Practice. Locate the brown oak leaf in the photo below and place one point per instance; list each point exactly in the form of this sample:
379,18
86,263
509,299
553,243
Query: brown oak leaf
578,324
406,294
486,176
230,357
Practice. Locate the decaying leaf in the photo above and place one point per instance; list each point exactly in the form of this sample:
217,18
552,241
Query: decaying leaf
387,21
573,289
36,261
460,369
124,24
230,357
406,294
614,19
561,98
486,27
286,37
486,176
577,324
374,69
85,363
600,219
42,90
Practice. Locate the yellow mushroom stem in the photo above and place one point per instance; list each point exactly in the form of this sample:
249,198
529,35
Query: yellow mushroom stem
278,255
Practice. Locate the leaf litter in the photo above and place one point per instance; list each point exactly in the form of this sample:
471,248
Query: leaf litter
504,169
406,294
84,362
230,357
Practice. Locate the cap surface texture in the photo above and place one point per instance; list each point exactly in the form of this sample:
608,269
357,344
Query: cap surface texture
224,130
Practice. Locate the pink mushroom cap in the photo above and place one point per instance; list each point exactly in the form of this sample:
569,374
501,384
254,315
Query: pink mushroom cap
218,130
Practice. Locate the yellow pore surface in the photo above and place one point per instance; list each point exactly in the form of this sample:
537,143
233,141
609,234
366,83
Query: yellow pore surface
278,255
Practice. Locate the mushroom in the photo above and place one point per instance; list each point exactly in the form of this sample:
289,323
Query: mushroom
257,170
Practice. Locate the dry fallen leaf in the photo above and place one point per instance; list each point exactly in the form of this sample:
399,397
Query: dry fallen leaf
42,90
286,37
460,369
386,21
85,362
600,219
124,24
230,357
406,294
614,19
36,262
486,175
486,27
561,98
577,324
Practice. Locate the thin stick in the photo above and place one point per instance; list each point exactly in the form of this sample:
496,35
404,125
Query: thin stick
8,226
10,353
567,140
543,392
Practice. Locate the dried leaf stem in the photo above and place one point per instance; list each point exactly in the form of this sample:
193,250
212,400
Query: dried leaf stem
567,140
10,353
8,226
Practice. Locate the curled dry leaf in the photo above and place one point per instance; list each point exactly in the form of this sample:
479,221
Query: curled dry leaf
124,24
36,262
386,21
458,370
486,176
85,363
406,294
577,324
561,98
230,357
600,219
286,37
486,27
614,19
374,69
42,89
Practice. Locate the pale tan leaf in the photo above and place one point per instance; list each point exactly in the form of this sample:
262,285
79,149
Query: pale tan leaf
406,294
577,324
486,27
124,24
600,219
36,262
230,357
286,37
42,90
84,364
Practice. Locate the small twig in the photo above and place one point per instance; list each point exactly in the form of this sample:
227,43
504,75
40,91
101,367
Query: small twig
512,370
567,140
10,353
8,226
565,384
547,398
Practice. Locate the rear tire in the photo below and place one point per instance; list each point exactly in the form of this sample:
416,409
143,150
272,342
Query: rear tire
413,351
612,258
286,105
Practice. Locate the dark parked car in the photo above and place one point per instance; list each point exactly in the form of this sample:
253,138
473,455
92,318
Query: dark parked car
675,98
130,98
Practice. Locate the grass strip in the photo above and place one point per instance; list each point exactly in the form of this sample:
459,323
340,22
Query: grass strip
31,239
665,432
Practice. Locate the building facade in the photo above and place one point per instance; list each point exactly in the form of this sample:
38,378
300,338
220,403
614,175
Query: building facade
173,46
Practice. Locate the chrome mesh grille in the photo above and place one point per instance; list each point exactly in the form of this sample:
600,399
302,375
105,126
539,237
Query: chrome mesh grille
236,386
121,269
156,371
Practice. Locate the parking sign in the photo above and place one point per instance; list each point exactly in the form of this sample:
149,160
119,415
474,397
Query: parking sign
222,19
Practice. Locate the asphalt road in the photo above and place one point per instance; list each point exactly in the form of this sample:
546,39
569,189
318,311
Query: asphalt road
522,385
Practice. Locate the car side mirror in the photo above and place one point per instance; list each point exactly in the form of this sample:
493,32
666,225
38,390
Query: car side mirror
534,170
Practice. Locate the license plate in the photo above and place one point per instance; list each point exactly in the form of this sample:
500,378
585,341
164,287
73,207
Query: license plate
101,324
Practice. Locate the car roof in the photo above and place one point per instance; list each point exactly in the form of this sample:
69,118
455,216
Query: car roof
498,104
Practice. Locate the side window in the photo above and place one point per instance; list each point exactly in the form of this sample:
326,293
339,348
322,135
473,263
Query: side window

================================

▸ Exercise directions: Retype every record above exactly as it appears.

▸ Solution for this problem:
Practice. Locate the brown oak leaf in the photo below and place one point per instance; list each point exactly in the form of this sample:
379,18
86,263
509,299
553,243
Query: brown oak leaf
578,324
406,294
486,176
230,357
Practice. Locate the decaying leaf in the photo above and place one point per instance; list each point exactly in the form of this sample:
217,18
552,241
Query: decaying leaf
387,21
573,289
36,261
460,369
124,24
230,357
406,294
614,19
561,98
486,27
286,37
486,176
577,324
374,69
85,363
600,219
42,90
Practice. Locate the yellow mushroom stem in the photo above and place one point per instance; list each point exactly in the form of this sample:
249,198
529,35
Query: yellow mushroom stem
278,255
Practice. Locate the leaf litter in the photo above and place one point per instance; list each point exactly in the form of this sample:
471,248
Query: leaf litter
504,169
406,294
84,362
230,357
Practice. Locate the cap surface texture in the photo above and place one point per instance; list each point exactly in the form of this sample:
608,269
357,344
Query: cap surface texture
224,130
Practice. Locate the pink mushroom cap in the photo above and place one point per instance; list each point exactly in the form of this sample:
569,374
501,384
254,315
Query: pink mushroom cap
218,130
Practice. Locate the yellow pore surface in the photo above and place one point per instance; list each point exactly in the form of this sample:
537,143
233,141
609,234
366,83
Query: yellow pore surface
278,255
Practice. Locate the mushroom in the photo above and place one point per instance; list each point exactly in the form of this sample:
289,323
Query: mushroom
257,170
Practice. Locate the dry fallen leaf in the photo above and place one point per instance; list each point exactly in the form of this sample:
399,397
Query: dry fallen leaf
42,90
286,37
460,369
386,21
85,362
600,219
124,24
230,357
406,294
614,19
36,262
486,175
486,27
561,98
577,324
Practice. Locate the thin stick in the photo above and place one point per instance; list each point exactly in the form of this sample:
496,35
404,125
Query: thin stick
8,226
10,353
567,140
543,392
Practice. Locate the dried leaf stem in the photo above and place one point per instance; list each point exactly in the form of this sample:
193,250
212,400
Query: dried leaf stem
567,140
10,353
8,226
Practice. Locate the curled dry leaf in the photo above and place one point per instance; list each point exactly in the form of this sample:
479,221
Query: curled dry leaf
124,24
36,262
386,21
458,370
486,176
85,363
406,294
577,324
561,98
230,357
600,219
286,37
486,27
614,19
374,69
42,89
Practice. Locate the pale tan leaf in the photo above and place one point per instance; list each point exactly in the form of this sample:
262,285
79,149
Query: pale tan leaf
406,294
577,324
486,27
124,24
600,219
36,262
230,357
286,37
42,90
84,364
Practice. Locate the small twig in the photo above and place one point per instance; list each point exactly in the form of this sample:
227,43
504,75
40,91
101,367
Query: small twig
512,370
567,140
10,353
8,226
565,384
547,398
Practice. Locate the rear tire in the photo below and place one point per instance; list each point exactly in the form of this sample:
416,409
143,150
272,342
Query: rear tire
413,351
612,258
286,105
Practice. Locate the dark parked car in the photo above and place one point per instance; list each point exactly in the form of this sample:
253,138
473,455
92,318
Query: dark parked car
675,98
130,98
Practice. Locate the grass strip in the photo above and place one point per instance; list each point exactly in the form of this sample:
459,323
340,22
Query: grass strip
31,239
665,432
Practice. Locate the building facade in the photo above and place one point per instance; list each point exactly in the form of this sample:
38,378
300,338
220,403
614,175
Query: building facade
173,46
Practice. Locate the chrome mesh grille in the photo above and place one point per instance; list each point exactly in the form of this sample:
600,399
302,375
105,126
539,237
Query: chrome mesh grille
236,386
121,269
156,371
Practice. Locate the parking sign in the photo above and place one point per instance; list each point exactly in the form of this sample:
149,160
119,415
474,397
Query: parking sign
222,19
Practice. Locate the asphalt road in the photo above and place one point per instance; list each point exactly in the form of this sample:
546,39
569,189
318,311
Query: asphalt road
522,385
Practice. Locate the car side mirror in the photo above and place one point per instance; list each point exactly in the form of this sample:
493,32
666,225
38,390
Query: car side mirror
534,170
Practice. Locate the license plate in the photo above and place one point per instance; list each point exactly in the form of this sample:
500,378
585,341
164,287
73,207
Query: license plate
101,324
Practice. Locate the car roof in the photo above and place one point per instance; list each point exactly in the form of this sample:
69,118
455,216
Query: car roof
498,104
Practice. Locate the side window in the photo above and place one point per instance; list each point exactly in the form of this sample:
326,293
339,348
322,135
473,263
Query: side window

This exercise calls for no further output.